▶ **EXERCISE REQUIREMENTS**
Write each line exactly as it stands, from the line containing "trim and provides a bounding box for it." through the end of the data.

▶ **THE INPUT**
-=-=-

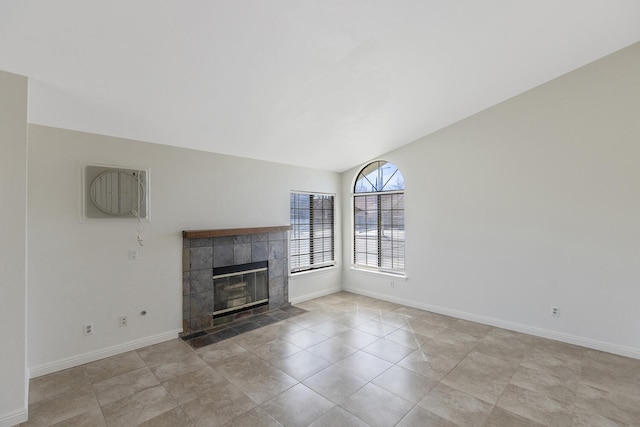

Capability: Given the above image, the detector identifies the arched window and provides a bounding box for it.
[353,160,404,273]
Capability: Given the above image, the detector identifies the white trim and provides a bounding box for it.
[289,262,338,280]
[0,408,29,427]
[344,287,640,359]
[351,265,409,282]
[29,329,182,378]
[289,286,342,304]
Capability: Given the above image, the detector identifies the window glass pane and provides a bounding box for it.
[290,193,334,271]
[353,161,405,271]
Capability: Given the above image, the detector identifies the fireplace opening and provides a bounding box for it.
[213,261,269,319]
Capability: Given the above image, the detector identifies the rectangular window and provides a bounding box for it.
[289,193,335,273]
[353,193,404,272]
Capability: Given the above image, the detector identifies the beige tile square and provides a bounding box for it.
[396,406,458,427]
[355,319,398,337]
[29,365,91,404]
[340,383,413,427]
[219,407,282,427]
[309,319,351,337]
[511,366,578,405]
[252,339,302,363]
[307,338,358,363]
[282,329,329,349]
[260,384,335,426]
[86,351,145,384]
[485,406,544,427]
[398,340,466,379]
[93,366,160,406]
[196,339,248,365]
[302,365,367,403]
[162,366,229,405]
[371,365,438,403]
[497,385,573,426]
[274,350,331,381]
[335,351,393,381]
[138,408,194,427]
[362,338,413,363]
[49,408,107,427]
[102,385,178,427]
[575,384,640,425]
[24,384,99,426]
[418,384,493,427]
[335,329,379,349]
[309,406,368,427]
[182,383,257,426]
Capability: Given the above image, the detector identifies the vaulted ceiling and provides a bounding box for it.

-=-=-

▶ **RESULT OF THE TASK**
Capability: Given the above image, the detector identifies the white trim and provides a bounding box for it.
[289,262,338,280]
[0,408,29,427]
[344,287,640,359]
[351,265,409,282]
[29,329,182,378]
[289,286,342,304]
Capability: Given the above image, the detector identifies the window glass pane and provides a bounding box for it.
[290,193,334,271]
[353,161,405,271]
Capability: Given the above image, the detector identifies the fireplace opening and provides a bounding box for it.
[213,261,269,319]
Capability: Given the above image, the detector identifies the rectangular window and provides a bounding box for it.
[289,193,335,273]
[353,193,404,272]
Capability: Given the above image, the detector identifies the beige tile square and provides a bounding box for it.
[396,406,458,427]
[355,319,398,337]
[29,365,91,404]
[340,383,413,427]
[219,407,282,427]
[309,319,351,337]
[511,366,578,405]
[252,339,302,363]
[307,338,358,363]
[282,329,329,349]
[260,384,335,426]
[86,351,145,384]
[485,406,544,427]
[398,340,466,379]
[93,366,160,406]
[196,339,248,365]
[302,365,367,403]
[162,366,229,405]
[371,365,438,403]
[497,385,573,426]
[274,350,331,381]
[335,351,393,381]
[138,408,194,427]
[362,338,413,363]
[49,408,107,427]
[102,385,178,427]
[575,384,640,425]
[24,384,99,426]
[418,384,493,427]
[335,329,379,349]
[309,406,368,427]
[182,383,257,426]
Capability: Given the above image, the detector identifies the vaulted ceiling and provides a bounding box for it.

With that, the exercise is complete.